* **Task 1**: In the dirt separator passage, switch "tangential forces" to "rotational forces" and give the passage again from "Irrespective of the" to "from potential damage.".
* **Task 2**:
Answer these questions from the dirt separator passage:
(a) The diameter of the non-perforated region 45 is greater than what?
(b) Among other things, what limits the size of the dirt carried by the fluid?
(c) When the non-perforated region 45 is made smaller, what is likely to happen to the pressure drop across the dirt separator 10?
* **Task 3**: List every reference number that the dirt separator passage uses for a part, in ascending order.

* **Document extract**:
The diameter of the non-perforated region 45 is greater than the diameter of the inlet 37. As a result, hard objects carried by the fluid are less likely to impact the perforated region 46 and damage the disc 40. Additionally, the dirt-laden fluid is better encouraged to turn from an axial direction to a radial direction on entering the chamber 36. The separation distance between the inlet 37 and the disc 40 plays an important part in achieving both these benefits. As the separation distance between the inlet 37 and the disc 40 increases, the radial component of the velocity of the dirt-laden fluid at the perforated region 46 of the disc 40 is likely to decrease. As a result, more dirt is likely to be carried through the holes 47 in the disc 40. Additionally, as the separation distance increases, hard objects carried by the fluid are more likely to impact the perforated region 46 and damage the disc 40. A relatively small separation distance is therefore desirable. However, if the separation distance is too small, dirt larger than the separation distance will be unable to pass between the inlet duct 21 and the disc 40 and will therefore become trapped. The size of the dirt carried by the fluid will be limited by, among other things, the diameter of the inlet duct 21. In particular, the size of the dirt is unlikely to be greater than the diameter of the inlet duct 21. Accordingly, by employing a separation distance that is no greater than the diameter of the inlet 37, the aforementioned benefits may be achieved whilst providing sufficient space for dirt to pass between the inlet duct 21 and the disc 40.

Irrespective of the separation distance that is chosen, the non-perforated region 45 of the disc 40 continues to provide advantages. In particular, the non-perforated region 45 ensures that the holes 47 in the disc 40 are provided at regions where tangential forces imparted to the dirt by the disc 40 are relatively high. Additionally, although the dirt-laden fluid follows a more divergent path as the separation distance increases, relatively heavy objects are still likely to continue along a relatively straight path upon entering the chamber 36. A central non-perforated region 45 therefore continues to protect the disc 40 from potential damage.

In spite of the advantages, the diameter of the non-perforated region 45 need not be greater than the diameter of the inlet 37. By decreasing the size of the non-perforated region 45, the size of the perforated region 46 and thus the total open area of the disc 46 may be increased. As a result, the pressure drop across the dirt separator 10 is likely to decrease. Additionally, a decrease in the axial speed of the dirt-laden fluid moving through the perforated region 46 may be observed. However, as the size of the non-perforated region 45 decreases, there will come a point at which the fluid entering the chamber 36 is no longer forced to turn from axial to radial before encountering the perforated region 46. There will therefore come a point at which the decrease in axial speed due to the larger open area is offset by the increase in axial speed due to the smaller turn angle.

* **Dataset entries**:
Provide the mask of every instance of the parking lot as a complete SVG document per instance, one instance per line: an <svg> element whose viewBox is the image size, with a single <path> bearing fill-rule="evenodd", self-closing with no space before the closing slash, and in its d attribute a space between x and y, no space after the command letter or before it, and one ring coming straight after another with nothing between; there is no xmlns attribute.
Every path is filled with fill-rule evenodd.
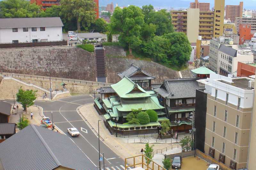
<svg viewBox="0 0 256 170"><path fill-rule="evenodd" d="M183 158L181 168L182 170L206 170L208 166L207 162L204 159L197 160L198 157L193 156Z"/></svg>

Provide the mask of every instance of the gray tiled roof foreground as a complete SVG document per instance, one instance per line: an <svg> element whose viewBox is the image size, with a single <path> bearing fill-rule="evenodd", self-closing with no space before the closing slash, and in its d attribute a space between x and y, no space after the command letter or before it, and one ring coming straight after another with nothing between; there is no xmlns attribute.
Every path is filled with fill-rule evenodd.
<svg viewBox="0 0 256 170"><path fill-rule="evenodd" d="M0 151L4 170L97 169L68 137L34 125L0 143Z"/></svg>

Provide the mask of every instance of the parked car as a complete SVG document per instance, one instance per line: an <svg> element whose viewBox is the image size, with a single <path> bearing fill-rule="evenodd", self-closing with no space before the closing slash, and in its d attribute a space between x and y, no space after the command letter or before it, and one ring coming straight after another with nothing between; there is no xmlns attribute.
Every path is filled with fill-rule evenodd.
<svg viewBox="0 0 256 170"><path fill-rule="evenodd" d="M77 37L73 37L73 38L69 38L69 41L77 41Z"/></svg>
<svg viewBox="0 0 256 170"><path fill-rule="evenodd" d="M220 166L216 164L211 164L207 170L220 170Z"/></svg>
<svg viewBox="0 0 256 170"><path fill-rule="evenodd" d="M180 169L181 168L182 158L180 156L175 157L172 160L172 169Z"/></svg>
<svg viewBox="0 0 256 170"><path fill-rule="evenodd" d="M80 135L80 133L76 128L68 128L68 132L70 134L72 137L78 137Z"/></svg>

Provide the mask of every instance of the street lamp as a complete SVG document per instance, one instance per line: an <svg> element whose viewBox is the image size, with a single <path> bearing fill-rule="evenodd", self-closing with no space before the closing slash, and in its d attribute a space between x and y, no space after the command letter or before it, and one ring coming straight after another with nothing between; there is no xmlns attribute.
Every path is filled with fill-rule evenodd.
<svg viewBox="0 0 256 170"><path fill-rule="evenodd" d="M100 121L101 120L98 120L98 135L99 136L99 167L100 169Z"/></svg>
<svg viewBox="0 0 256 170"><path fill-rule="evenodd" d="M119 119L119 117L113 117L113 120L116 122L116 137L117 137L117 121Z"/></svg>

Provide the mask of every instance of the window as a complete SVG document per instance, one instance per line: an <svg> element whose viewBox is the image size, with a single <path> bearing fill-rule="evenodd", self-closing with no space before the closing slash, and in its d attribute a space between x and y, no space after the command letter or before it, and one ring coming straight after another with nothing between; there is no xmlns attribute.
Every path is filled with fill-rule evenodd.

* **Task response 1**:
Irrespective of the separation distance that is chosen, the non-perforated region 45 of the disc 40 continues to provide advantages. In particular, the non-perforated region 45 ensures that the holes 47 in the disc 40 are provided at regions where rotational forces imparted to the dirt by the disc 40 are relatively high. Additionally, although the dirt-laden fluid follows a more divergent path as the separation distance increases, relatively heavy objects are still likely to continue along a relatively straight path upon entering the chamber 36. A central non-perforated region 45 therefore continues to protect the disc 40 from potential damage.

* **Task response 2**:
(a) The diameter of the inlet 37.
(b) The diameter of the inlet duct 21.
(c) It is likely to decrease.

* **Task response 3**: 10, 21, 36, 37, 40, 45, 46, 47